**Verilen görev A:** Aşağıdaki Barzani ve Kürtler hakkındaki yazının "Son günlerde Kuzey" sözlerinden başlayıp "manşetleri bile atıldı." sözlerine kadar (bu sözler de dahil) olan kısmını hiç değiştirmeden yaz.

**Alıntılanan metin:**
◇ ◇ ◇

Barzani’ye Had Bildireyim Derken Kürt Halkını Küstürdüğünüzü Görmüyor musunuz?  

Mehmet Ocaktan Barzani’yi pataklama adına serdedilen tepkilerin Kürt halkıyla duygusal kopuş tehlikesine yol açabilecek bir düzeye doğru ilerlediğine dikkat çekiyor. 

Mehmet Ocaktan’ın konuyla ilgili bugünkü Karar’da (2 Ekim 2017) yayınlanan “Kürt Halkıyla Gönül Bağlarımızı Zedelemeden…” başlıklı yazısı şöyle:

Son günlerde Kuzey Irak’taki bağımsızlık referandumu vesilesiyle özellikle Türkiye medyasında Kürtlere karşı oluşan negatif hava hepimiz açısından endişe verici bir görüntü arzediyor. Öylesine manşetler atıldı ki, bu haberler Barzani’nin “Yahudi uşağı” olduğu iddialarından, askerlerin Barzani için ‘kılıçlarını keskinleştirmesi’ve okkalı bir şamar atılması tavsiyelerine kadar uzanan aşağılama seanslarıyla doluydu...

Referandum sürecinde PKK, keskin ifadelerle Barzani’yi açıktan tehdit etmesine rağmen, Barzani’nin PKK ile işbirliği içinde olduğunu kanıtlamak ve Kürtlere karşı nefret oluşturmak için “PKK kutladı” manşetleri bile atıldı.

◇ ◇ ◇

**Gösterilen kayıtlar:**

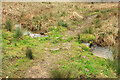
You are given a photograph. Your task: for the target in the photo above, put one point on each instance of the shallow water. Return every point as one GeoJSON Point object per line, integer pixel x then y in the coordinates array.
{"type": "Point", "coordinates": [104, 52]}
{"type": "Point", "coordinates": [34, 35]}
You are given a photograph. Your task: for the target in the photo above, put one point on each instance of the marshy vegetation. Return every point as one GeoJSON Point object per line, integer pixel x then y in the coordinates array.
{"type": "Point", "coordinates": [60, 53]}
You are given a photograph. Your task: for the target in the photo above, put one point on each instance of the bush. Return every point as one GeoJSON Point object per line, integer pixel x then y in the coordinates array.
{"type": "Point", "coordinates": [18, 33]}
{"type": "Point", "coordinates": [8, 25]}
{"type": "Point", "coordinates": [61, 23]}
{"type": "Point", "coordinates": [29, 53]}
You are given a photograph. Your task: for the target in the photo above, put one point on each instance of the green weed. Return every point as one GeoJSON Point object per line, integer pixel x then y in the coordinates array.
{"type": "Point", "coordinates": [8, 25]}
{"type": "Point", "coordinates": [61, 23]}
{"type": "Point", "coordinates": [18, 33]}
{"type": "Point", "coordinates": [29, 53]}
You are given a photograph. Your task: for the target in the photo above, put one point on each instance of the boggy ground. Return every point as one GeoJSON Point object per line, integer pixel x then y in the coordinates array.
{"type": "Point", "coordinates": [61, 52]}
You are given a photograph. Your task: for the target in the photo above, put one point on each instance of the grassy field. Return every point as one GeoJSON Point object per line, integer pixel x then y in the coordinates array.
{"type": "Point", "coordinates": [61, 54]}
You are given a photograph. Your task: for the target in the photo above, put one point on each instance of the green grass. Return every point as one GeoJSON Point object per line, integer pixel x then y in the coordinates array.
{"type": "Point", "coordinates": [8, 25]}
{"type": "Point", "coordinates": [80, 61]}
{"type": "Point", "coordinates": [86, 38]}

◇ ◇ ◇

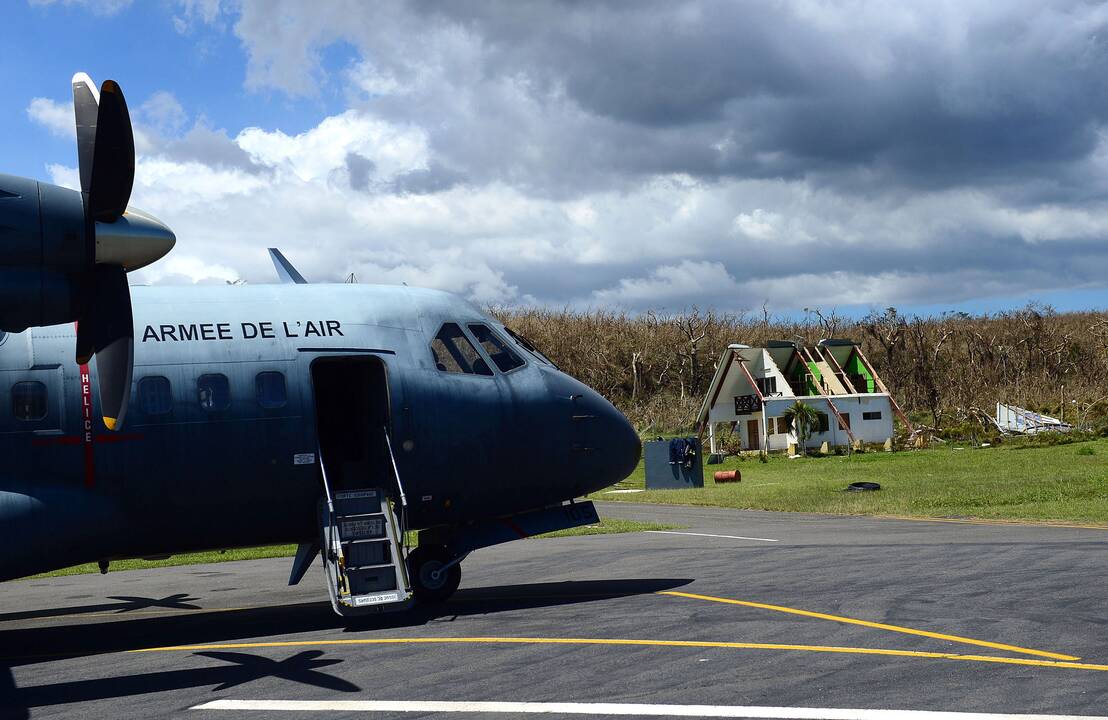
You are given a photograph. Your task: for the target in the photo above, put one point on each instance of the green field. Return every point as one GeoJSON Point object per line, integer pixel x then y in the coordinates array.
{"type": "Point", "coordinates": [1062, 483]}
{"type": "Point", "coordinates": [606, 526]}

◇ ◇ ◇

**Verilen görev B:** Yukarıdaki kayıtlarda "field" kelimesinin geçtiği her satırı listele.

**Yazılı cevap A:**
Son günlerde Kuzey Irak’taki bağımsızlık referandumu vesilesiyle özellikle Türkiye medyasında Kürtlere karşı oluşan negatif hava hepimiz açısından endişe verici bir görüntü arzediyor. Öylesine manşetler atıldı ki, bu haberler Barzani’nin “Yahudi uşağı” olduğu iddialarından, askerlerin Barzani için ‘kılıçlarını keskinleştirmesi’ve okkalı bir şamar atılması tavsiyelerine kadar uzanan aşağılama seanslarıyla doluydu...

Referandum sürecinde PKK, keskin ifadelerle Barzani’yi açıktan tehdit etmesine rağmen, Barzani’nin PKK ile işbirliği içinde olduğunu kanıtlamak ve Kürtlere karşı nefret oluşturmak için “PKK kutladı” manşetleri bile atıldı.

**Yazılı cevap B:**
You are given a photograph. Your task: for the target in the photo above, put one point on each instance of the grassy field. Return every point as one GeoJSON Point object per line, integer pixel x then y in the coordinates array.
You are given a photograph. Your task: for the target in the photo above, put one point on each instance of the green field. Return every point as one GeoJSON Point object per line, integer pixel x then y in the coordinates array.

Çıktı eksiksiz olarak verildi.